**Kerjakan berikut ini**
**1.** Tentukan apakah setiap pernyataan berikut sesuai dengan bacaan tentang sampah masker, lalu jawab ya atau tidak dengan mengutip persis kata-kata bacaan yang menentukannya. (a) Dumask dikembangkan oleh UGM seorang diri tanpa bekerja sama dengan pihak lain. (b) Menurut data BBC, penduduk dunia memakai 129 milyar masker setiap bulan selama pandemi. (c) Masker bekas terbukti mampu menjerat hewan seperti burung dan penyu.
**2.** Menurut bacaan tentang sampah masker, apa kepanjangan dari nama Dumask?
**3.** Lanjutkan bacaan tentang sampah masker dan program Dumask, dimulai tepat setelah kalimat terakhirnya.

##### Bacaan yang disediakan #####

Persoalan sampah masker dan sarung tangan plastik kian menjadi sorotan di seluruh dunia, tidak terkecuali di Indonesia. Pandemi Covid-19 membuat masker dan sarung tangan menjadi sebuah dilema, di satu sisi membantu warga dunia terhindar dari virus, di sisi lain berbahaya bagi lingkungan. Bila sebelumnya rumah sakit menjadi penyumbang sampah medis terbesar, saat ini masker dan sarung tangan seolah menjadi bagian dari sampah yang dihasilkan masyarakat sehari-hari. Data yang dihimpun BBC secara global, penduduk dunia memakai 129 milyar masker dan 65 milyar sarung tangan plastik sekali pakai setiap bulannya selama pandemi ini. Pandemi Covid-19 membuat sampah masker dan sarung tangan menjadi gelombang baru setelah polusi plastik.
Limbah medis yang tidak dibuang sesuai aturan kerap berakhir di daratan maupun perairan sehingga membahayakan fauna maupun ekosistem yang ada. Sepanjang tahun 2020, sudah didapatkan banyak bukti di lapangan bila masker bekas mampu menjerat hewan – hewan seperti burung dan penyu yang berujung pada kematian. Dibutuhkan pengelolaan limbah yang tepat untuk mencegah penyebaran penyakit, meminimalkan dampak lingkungan, dan memanfaatkan potensi keuntungannya untuk pemanfaatan lebih lanjut.
Berangkat dari keprihatinan tersebut, Universitas Gadjah Mada (UGM) berkolaborasi dengan Institut Teknologi Bandung (ITB) dan Universitas Sebelas Maret, membuat program berupa sistem pengelolaan limbah medis masker sekali pakai dan sarung tangan plastik untuk meminimalisasi dampak limbah tersebut ke lingkungan, bernama Dumask. Dumask merupakan akronim dari Dropbox-Used Mask. Dumask bertujuan khusus untuk menyediakan jalur pembuangan masker dan sarung tangan bekas dari masyarakat umum yang aman dan ramah lingkungan.

##### Materi yang disediakan #####

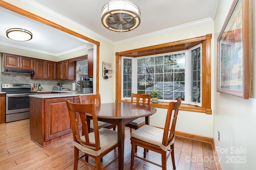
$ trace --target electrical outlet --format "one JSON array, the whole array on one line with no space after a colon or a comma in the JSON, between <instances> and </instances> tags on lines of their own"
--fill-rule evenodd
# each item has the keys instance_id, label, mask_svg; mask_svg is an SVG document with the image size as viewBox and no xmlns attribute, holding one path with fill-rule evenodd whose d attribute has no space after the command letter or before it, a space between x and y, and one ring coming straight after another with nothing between
<instances>
[{"instance_id":1,"label":"electrical outlet","mask_svg":"<svg viewBox=\"0 0 256 170\"><path fill-rule=\"evenodd\" d=\"M218 140L220 141L220 131L219 130L218 131Z\"/></svg>"}]
</instances>

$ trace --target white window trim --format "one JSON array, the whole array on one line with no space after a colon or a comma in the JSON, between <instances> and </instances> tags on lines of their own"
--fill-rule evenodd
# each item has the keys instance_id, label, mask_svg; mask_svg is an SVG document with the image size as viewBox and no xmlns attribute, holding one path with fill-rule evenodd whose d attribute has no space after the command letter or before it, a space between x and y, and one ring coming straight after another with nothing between
<instances>
[{"instance_id":1,"label":"white window trim","mask_svg":"<svg viewBox=\"0 0 256 170\"><path fill-rule=\"evenodd\" d=\"M185 70L187 70L187 71L185 71L185 81L186 83L186 85L185 86L185 91L186 92L185 93L184 96L184 101L182 101L182 103L184 104L189 104L192 105L196 105L198 106L202 106L202 102L199 103L196 103L195 102L191 102L190 101L190 99L191 97L190 94L191 93L191 83L192 83L192 69L191 69L191 51L193 49L194 49L195 48L198 48L198 47L200 47L200 70L201 72L201 75L202 75L202 44L200 44L196 46L193 47L192 48L191 48L189 49L188 49L186 50L182 50L179 51L174 51L170 53L163 53L161 54L154 54L153 55L147 55L146 56L142 56L142 57L122 57L122 100L126 100L126 99L130 99L130 97L124 97L123 93L123 59L132 59L132 82L136 82L137 83L137 60L138 59L140 59L142 58L149 58L152 57L155 57L161 55L172 55L174 54L176 54L177 53L185 53ZM134 68L134 67L135 67ZM190 70L190 71L188 71L188 70ZM190 74L188 74L188 73L190 73ZM133 76L133 75L136 75L136 76ZM200 76L200 98L202 99L202 76ZM189 84L188 85L187 85L188 84ZM132 93L136 93L137 91L137 86L134 85L136 85L136 83L132 83ZM170 102L172 101L170 100L164 100L164 99L158 99L160 101L163 101L163 102Z\"/></svg>"}]
</instances>

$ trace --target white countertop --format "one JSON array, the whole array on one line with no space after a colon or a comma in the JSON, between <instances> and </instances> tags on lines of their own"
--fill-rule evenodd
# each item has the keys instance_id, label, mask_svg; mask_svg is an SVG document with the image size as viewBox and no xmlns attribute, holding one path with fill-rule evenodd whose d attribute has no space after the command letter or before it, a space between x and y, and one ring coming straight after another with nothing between
<instances>
[{"instance_id":1,"label":"white countertop","mask_svg":"<svg viewBox=\"0 0 256 170\"><path fill-rule=\"evenodd\" d=\"M42 94L38 95L28 95L30 97L36 97L38 98L46 99L52 98L54 97L70 97L72 96L77 96L78 95L92 95L92 93L77 93L77 91L41 91L41 92L61 92L61 93L53 93L53 94Z\"/></svg>"}]
</instances>

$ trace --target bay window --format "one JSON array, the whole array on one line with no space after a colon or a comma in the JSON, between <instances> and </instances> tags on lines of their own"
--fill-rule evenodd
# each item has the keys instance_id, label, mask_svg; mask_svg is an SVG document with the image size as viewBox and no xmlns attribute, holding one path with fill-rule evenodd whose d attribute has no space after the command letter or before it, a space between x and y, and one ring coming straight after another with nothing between
<instances>
[{"instance_id":1,"label":"bay window","mask_svg":"<svg viewBox=\"0 0 256 170\"><path fill-rule=\"evenodd\" d=\"M180 110L212 114L212 34L116 53L116 101L149 87L163 93L155 107L182 99Z\"/></svg>"},{"instance_id":2,"label":"bay window","mask_svg":"<svg viewBox=\"0 0 256 170\"><path fill-rule=\"evenodd\" d=\"M201 105L201 49L137 57L122 57L122 99L132 93L147 94L154 88L160 101L181 98L183 103Z\"/></svg>"}]
</instances>

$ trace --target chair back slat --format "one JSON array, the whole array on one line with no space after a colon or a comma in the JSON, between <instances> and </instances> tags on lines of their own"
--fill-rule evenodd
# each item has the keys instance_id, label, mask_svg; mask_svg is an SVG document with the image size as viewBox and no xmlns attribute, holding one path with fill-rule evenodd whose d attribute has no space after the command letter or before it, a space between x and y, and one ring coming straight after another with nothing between
<instances>
[{"instance_id":1,"label":"chair back slat","mask_svg":"<svg viewBox=\"0 0 256 170\"><path fill-rule=\"evenodd\" d=\"M142 104L143 106L147 105L149 106L150 103L151 94L142 94L132 93L131 102L133 103L134 98L136 98L136 103L137 105ZM142 103L140 102L142 101Z\"/></svg>"},{"instance_id":2,"label":"chair back slat","mask_svg":"<svg viewBox=\"0 0 256 170\"><path fill-rule=\"evenodd\" d=\"M70 123L74 140L85 145L95 147L96 150L100 148L100 137L98 128L98 119L95 114L96 106L95 103L77 104L73 103L66 100L66 103L68 110ZM76 117L76 112L79 113L82 121L82 130L84 135L85 140L81 138L78 126L78 120ZM89 132L86 122L86 113L92 114L94 125L97 128L95 128L94 137L95 142L90 142L89 138Z\"/></svg>"},{"instance_id":3,"label":"chair back slat","mask_svg":"<svg viewBox=\"0 0 256 170\"><path fill-rule=\"evenodd\" d=\"M81 104L95 103L100 104L100 94L90 95L78 95L78 102Z\"/></svg>"},{"instance_id":4,"label":"chair back slat","mask_svg":"<svg viewBox=\"0 0 256 170\"><path fill-rule=\"evenodd\" d=\"M177 102L171 102L169 104L162 142L162 144L164 146L168 146L174 137L177 117L181 103L181 99L180 98L177 100ZM173 112L174 114L172 117L172 121L171 124ZM171 126L170 130L170 125Z\"/></svg>"}]
</instances>

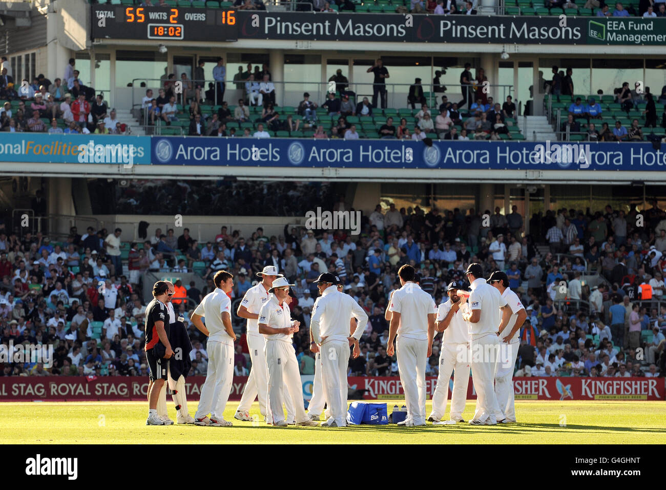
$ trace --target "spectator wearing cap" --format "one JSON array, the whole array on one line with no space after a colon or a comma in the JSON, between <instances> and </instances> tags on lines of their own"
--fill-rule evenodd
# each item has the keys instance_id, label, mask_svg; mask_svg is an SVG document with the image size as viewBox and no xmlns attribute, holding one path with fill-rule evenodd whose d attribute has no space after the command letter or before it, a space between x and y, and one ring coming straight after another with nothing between
<instances>
[{"instance_id":1,"label":"spectator wearing cap","mask_svg":"<svg viewBox=\"0 0 666 490\"><path fill-rule=\"evenodd\" d=\"M412 109L415 109L415 104L426 103L426 97L423 93L423 86L421 85L421 79L416 78L414 83L410 85L410 91L407 95L407 102L412 105Z\"/></svg>"},{"instance_id":2,"label":"spectator wearing cap","mask_svg":"<svg viewBox=\"0 0 666 490\"><path fill-rule=\"evenodd\" d=\"M340 113L343 116L350 116L354 114L354 104L350 101L348 94L342 95L342 100L340 104Z\"/></svg>"}]
</instances>

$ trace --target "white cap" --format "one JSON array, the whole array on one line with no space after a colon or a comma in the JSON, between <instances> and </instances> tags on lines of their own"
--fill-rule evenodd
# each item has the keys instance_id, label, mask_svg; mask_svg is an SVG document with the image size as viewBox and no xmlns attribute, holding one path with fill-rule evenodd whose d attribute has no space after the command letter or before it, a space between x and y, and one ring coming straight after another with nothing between
<instances>
[{"instance_id":1,"label":"white cap","mask_svg":"<svg viewBox=\"0 0 666 490\"><path fill-rule=\"evenodd\" d=\"M290 284L289 281L287 281L286 277L278 277L273 281L272 287L268 289L269 293L272 293L273 291L277 287L286 287L286 286L292 287L294 285Z\"/></svg>"},{"instance_id":2,"label":"white cap","mask_svg":"<svg viewBox=\"0 0 666 490\"><path fill-rule=\"evenodd\" d=\"M278 277L282 277L282 274L278 273L278 268L276 267L274 265L266 265L265 267L264 267L263 271L262 271L261 272L258 272L256 275L258 276L275 275L277 276Z\"/></svg>"}]
</instances>

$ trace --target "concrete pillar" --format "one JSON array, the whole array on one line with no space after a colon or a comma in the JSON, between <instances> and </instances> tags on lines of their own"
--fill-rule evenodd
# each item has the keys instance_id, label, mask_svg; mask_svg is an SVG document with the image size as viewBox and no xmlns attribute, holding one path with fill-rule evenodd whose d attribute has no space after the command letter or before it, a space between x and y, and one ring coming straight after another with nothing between
<instances>
[{"instance_id":1,"label":"concrete pillar","mask_svg":"<svg viewBox=\"0 0 666 490\"><path fill-rule=\"evenodd\" d=\"M47 214L74 216L76 209L72 199L72 179L70 177L51 177L47 180ZM67 220L49 220L49 233L67 234L69 231Z\"/></svg>"},{"instance_id":2,"label":"concrete pillar","mask_svg":"<svg viewBox=\"0 0 666 490\"><path fill-rule=\"evenodd\" d=\"M275 101L280 105L284 105L284 51L272 49L268 56L268 68L275 83Z\"/></svg>"},{"instance_id":3,"label":"concrete pillar","mask_svg":"<svg viewBox=\"0 0 666 490\"><path fill-rule=\"evenodd\" d=\"M490 214L494 213L493 205L495 203L495 196L493 186L494 184L480 184L479 185L479 210L484 214L486 209L490 211Z\"/></svg>"},{"instance_id":4,"label":"concrete pillar","mask_svg":"<svg viewBox=\"0 0 666 490\"><path fill-rule=\"evenodd\" d=\"M480 68L483 68L486 71L486 76L488 77L488 82L491 87L488 87L488 96L492 97L495 102L502 103L502 91L498 87L492 85L499 83L500 66L498 60L500 57L496 53L482 53L481 54Z\"/></svg>"},{"instance_id":5,"label":"concrete pillar","mask_svg":"<svg viewBox=\"0 0 666 490\"><path fill-rule=\"evenodd\" d=\"M62 35L62 17L55 13L49 13L47 15L46 37L47 39L57 39ZM65 75L65 67L70 58L74 57L74 53L59 42L54 41L47 44L47 69L45 73L49 75L51 81L56 78L62 78ZM64 85L67 87L67 81Z\"/></svg>"},{"instance_id":6,"label":"concrete pillar","mask_svg":"<svg viewBox=\"0 0 666 490\"><path fill-rule=\"evenodd\" d=\"M375 206L379 204L379 199L382 195L382 184L380 183L360 182L356 187L354 195L354 201L352 207L356 211L362 211L366 215L374 211Z\"/></svg>"}]
</instances>

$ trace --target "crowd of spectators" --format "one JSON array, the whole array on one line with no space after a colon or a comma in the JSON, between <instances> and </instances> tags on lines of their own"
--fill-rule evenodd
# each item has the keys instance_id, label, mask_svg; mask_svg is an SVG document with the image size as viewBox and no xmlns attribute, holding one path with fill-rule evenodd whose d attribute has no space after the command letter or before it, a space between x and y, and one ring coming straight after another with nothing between
<instances>
[{"instance_id":1,"label":"crowd of spectators","mask_svg":"<svg viewBox=\"0 0 666 490\"><path fill-rule=\"evenodd\" d=\"M334 209L348 210L344 196ZM143 312L150 298L141 293L143 272L201 275L206 285L200 289L194 281L176 283L174 302L189 324L188 312L212 290L216 271L234 273L235 301L255 283L256 272L274 265L296 285L292 311L306 327L317 295L316 278L324 271L338 275L345 292L370 317L362 355L350 361L350 373L395 375L396 359L384 348L388 332L384 315L391 291L400 287L398 269L406 263L416 267L421 287L439 303L446 299L446 285L464 283L467 265L478 262L487 274L505 271L527 310L517 375L663 375L666 214L657 201L640 213L633 207L625 212L611 206L593 213L549 211L533 216L529 233L515 207L505 215L500 211L426 212L419 207L397 209L390 203L363 216L358 235L287 225L279 235L267 236L259 227L246 237L223 226L200 244L186 229L182 234L180 229L178 233L157 229L143 244L127 243L123 261L120 229L109 233L89 228L81 236L73 228L65 242L56 244L41 233L0 234L3 343L49 343L55 351L52 367L10 363L3 373L145 374ZM250 367L249 355L244 323L240 317L234 321L240 375ZM204 374L206 339L196 329L190 332L195 347L192 373ZM438 373L440 337L429 361L429 375ZM313 365L309 342L307 328L294 335L305 374Z\"/></svg>"},{"instance_id":2,"label":"crowd of spectators","mask_svg":"<svg viewBox=\"0 0 666 490\"><path fill-rule=\"evenodd\" d=\"M71 58L63 78L53 82L40 73L31 83L15 82L3 61L0 74L0 131L10 133L116 134L129 133L127 124L109 109L104 95L95 95L79 79Z\"/></svg>"}]
</instances>

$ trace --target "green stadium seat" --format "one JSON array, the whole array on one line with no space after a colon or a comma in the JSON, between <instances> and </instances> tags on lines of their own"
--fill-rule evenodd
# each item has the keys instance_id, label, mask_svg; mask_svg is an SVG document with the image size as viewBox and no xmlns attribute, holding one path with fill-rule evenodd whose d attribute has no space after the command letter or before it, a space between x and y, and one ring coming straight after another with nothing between
<instances>
[{"instance_id":1,"label":"green stadium seat","mask_svg":"<svg viewBox=\"0 0 666 490\"><path fill-rule=\"evenodd\" d=\"M192 270L196 274L202 274L206 271L206 263L196 261L192 264Z\"/></svg>"}]
</instances>

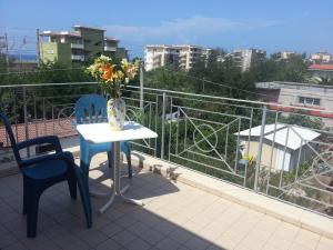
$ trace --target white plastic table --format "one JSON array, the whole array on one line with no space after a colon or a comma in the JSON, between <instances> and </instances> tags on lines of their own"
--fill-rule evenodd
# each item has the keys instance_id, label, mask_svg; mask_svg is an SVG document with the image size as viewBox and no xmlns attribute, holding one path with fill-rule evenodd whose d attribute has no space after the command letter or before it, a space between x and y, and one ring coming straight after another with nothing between
<instances>
[{"instance_id":1,"label":"white plastic table","mask_svg":"<svg viewBox=\"0 0 333 250\"><path fill-rule=\"evenodd\" d=\"M78 132L83 139L90 143L112 143L112 161L113 161L113 186L108 202L99 210L103 213L113 203L114 198L118 196L127 202L142 206L142 201L128 198L123 194L124 191L120 189L120 142L157 138L158 134L133 121L125 122L123 130L113 131L110 129L109 123L91 123L91 124L78 124ZM110 177L111 178L111 177ZM125 188L124 190L128 190Z\"/></svg>"}]
</instances>

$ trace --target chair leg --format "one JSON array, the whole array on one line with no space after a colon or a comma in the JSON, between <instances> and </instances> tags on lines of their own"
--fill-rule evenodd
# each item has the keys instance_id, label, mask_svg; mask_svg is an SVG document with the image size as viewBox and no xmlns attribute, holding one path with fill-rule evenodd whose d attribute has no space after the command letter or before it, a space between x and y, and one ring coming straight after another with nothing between
<instances>
[{"instance_id":1,"label":"chair leg","mask_svg":"<svg viewBox=\"0 0 333 250\"><path fill-rule=\"evenodd\" d=\"M28 184L27 180L23 178L23 214L27 214L27 206L28 206Z\"/></svg>"},{"instance_id":2,"label":"chair leg","mask_svg":"<svg viewBox=\"0 0 333 250\"><path fill-rule=\"evenodd\" d=\"M133 177L133 170L132 170L132 160L131 160L131 154L125 154L127 160L128 160L128 167L129 167L129 179L132 179Z\"/></svg>"},{"instance_id":3,"label":"chair leg","mask_svg":"<svg viewBox=\"0 0 333 250\"><path fill-rule=\"evenodd\" d=\"M87 227L91 228L92 227L92 211L91 211L89 188L87 184L84 184L85 182L83 180L83 174L81 171L82 170L80 170L79 168L75 169L81 202L83 206L85 221L87 221Z\"/></svg>"},{"instance_id":4,"label":"chair leg","mask_svg":"<svg viewBox=\"0 0 333 250\"><path fill-rule=\"evenodd\" d=\"M129 179L132 179L133 170L132 170L132 160L131 160L131 148L130 148L129 142L124 142L124 143L123 143L122 151L125 153L127 160L128 160Z\"/></svg>"},{"instance_id":5,"label":"chair leg","mask_svg":"<svg viewBox=\"0 0 333 250\"><path fill-rule=\"evenodd\" d=\"M38 204L40 194L34 190L29 191L27 196L29 202L27 203L27 237L34 238L37 233L37 221L38 221Z\"/></svg>"},{"instance_id":6,"label":"chair leg","mask_svg":"<svg viewBox=\"0 0 333 250\"><path fill-rule=\"evenodd\" d=\"M109 169L112 169L112 152L108 151L108 164L109 164Z\"/></svg>"},{"instance_id":7,"label":"chair leg","mask_svg":"<svg viewBox=\"0 0 333 250\"><path fill-rule=\"evenodd\" d=\"M112 151L108 151L107 154L108 154L108 166L109 166L109 169L111 170L113 168L113 166L112 166ZM113 171L111 171L111 178L113 179Z\"/></svg>"},{"instance_id":8,"label":"chair leg","mask_svg":"<svg viewBox=\"0 0 333 250\"><path fill-rule=\"evenodd\" d=\"M71 198L73 200L77 199L77 177L74 173L70 173L70 177L68 178L68 187L69 187L69 190L70 190L70 194L71 194Z\"/></svg>"}]
</instances>

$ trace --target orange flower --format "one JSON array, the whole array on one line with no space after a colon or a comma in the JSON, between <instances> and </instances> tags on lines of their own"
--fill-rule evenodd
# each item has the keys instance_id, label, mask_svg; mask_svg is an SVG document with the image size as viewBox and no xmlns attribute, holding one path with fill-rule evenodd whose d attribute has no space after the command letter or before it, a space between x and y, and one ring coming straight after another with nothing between
<instances>
[{"instance_id":1,"label":"orange flower","mask_svg":"<svg viewBox=\"0 0 333 250\"><path fill-rule=\"evenodd\" d=\"M102 72L102 79L104 81L112 81L112 79L114 78L113 67L110 64L103 66Z\"/></svg>"}]
</instances>

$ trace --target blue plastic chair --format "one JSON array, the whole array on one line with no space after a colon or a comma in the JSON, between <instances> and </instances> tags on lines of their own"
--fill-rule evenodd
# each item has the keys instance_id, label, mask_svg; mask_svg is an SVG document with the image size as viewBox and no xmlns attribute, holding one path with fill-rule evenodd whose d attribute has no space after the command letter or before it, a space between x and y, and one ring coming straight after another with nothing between
<instances>
[{"instance_id":1,"label":"blue plastic chair","mask_svg":"<svg viewBox=\"0 0 333 250\"><path fill-rule=\"evenodd\" d=\"M0 111L0 121L4 123L11 142L13 154L23 176L23 214L27 214L27 237L34 238L37 233L38 206L42 192L49 187L68 181L70 196L77 199L77 183L84 209L88 228L91 227L91 211L89 190L82 181L83 174L74 163L70 152L63 152L58 137L40 137L23 142L14 139L11 126L3 112ZM56 153L21 159L19 150L37 144L52 144Z\"/></svg>"},{"instance_id":2,"label":"blue plastic chair","mask_svg":"<svg viewBox=\"0 0 333 250\"><path fill-rule=\"evenodd\" d=\"M107 122L107 100L99 94L82 96L75 103L75 118L77 124L83 123L99 123ZM131 148L128 141L120 143L121 151L124 152L129 167L129 179L132 178L132 164L131 164ZM80 137L80 151L81 151L81 168L85 176L85 180L89 178L89 166L91 158L99 152L108 152L109 168L111 166L111 143L89 143L82 137Z\"/></svg>"}]
</instances>

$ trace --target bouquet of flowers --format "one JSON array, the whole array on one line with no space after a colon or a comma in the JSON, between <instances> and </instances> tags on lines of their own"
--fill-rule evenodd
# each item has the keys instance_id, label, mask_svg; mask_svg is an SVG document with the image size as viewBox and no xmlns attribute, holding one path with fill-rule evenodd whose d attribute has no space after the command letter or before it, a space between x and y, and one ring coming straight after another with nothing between
<instances>
[{"instance_id":1,"label":"bouquet of flowers","mask_svg":"<svg viewBox=\"0 0 333 250\"><path fill-rule=\"evenodd\" d=\"M128 62L127 59L122 59L120 64L114 64L111 58L100 56L87 68L87 71L112 98L121 98L125 84L137 76L138 69L138 60Z\"/></svg>"}]
</instances>

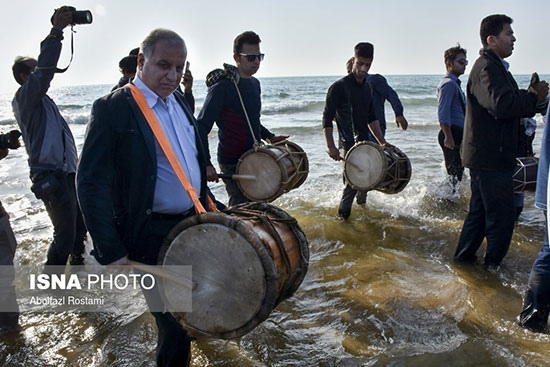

#####

**Jawaban secara berurutan**
**1.**
(a) Tidak: "Universitas Gadjah Mada (UGM) berkolaborasi dengan Institut Teknologi Bandung (ITB) dan Universitas Sebelas Maret"
(b) Ya: "penduduk dunia memakai 129 milyar masker dan 65 milyar sarung tangan plastik sekali pakai setiap bulannya selama pandemi ini"
(c) Ya: "masker bekas mampu menjerat hewan – hewan seperti burung dan penyu yang berujung pada kematian"

**2.** Dropbox-Used Mask.

**3.**
Proyek Dumask didanai oleh Program Penelitian Kolaborasi Indonesia (PPKI), yang dimulai sejak Februari 2021 hingga Oktober yang akan datang. Proyek ini dimulai dengan pengumpulan limbah masker dan sarung tangan menggunakan boks, serta pembuatan aplikasi untuk memantau dropbox dan alat pembakarnya. Dropbox diletakkan di beberapa lokasi, jika boks sudah penuh sampah akan memberikan notifikasi di aplikasi dan juga website. Selanjutnya petugas akan mengambil boks tersebut. Sampah medis tersebut akan dihancurkan dengan pemanasan bersuhu tinggi atau yang lebih dikenal dengan metode pirolisis.
“Kebetulan UGM memiliki fasilitas Rumah Inovasi Daur Ulang (RINDU) yang berada di Pusat Inovasi Agroteknologi (PIAT). RINDU menjadi pusat pengolahan dan pengembangan teknologi sampah dan limbah dan memiliki peralatan pemusnahan limbah teknologi termal yang memadai”, Ujar Chandra Wahyu Purnomo selaku peneliti utama dalam proyek Dumask.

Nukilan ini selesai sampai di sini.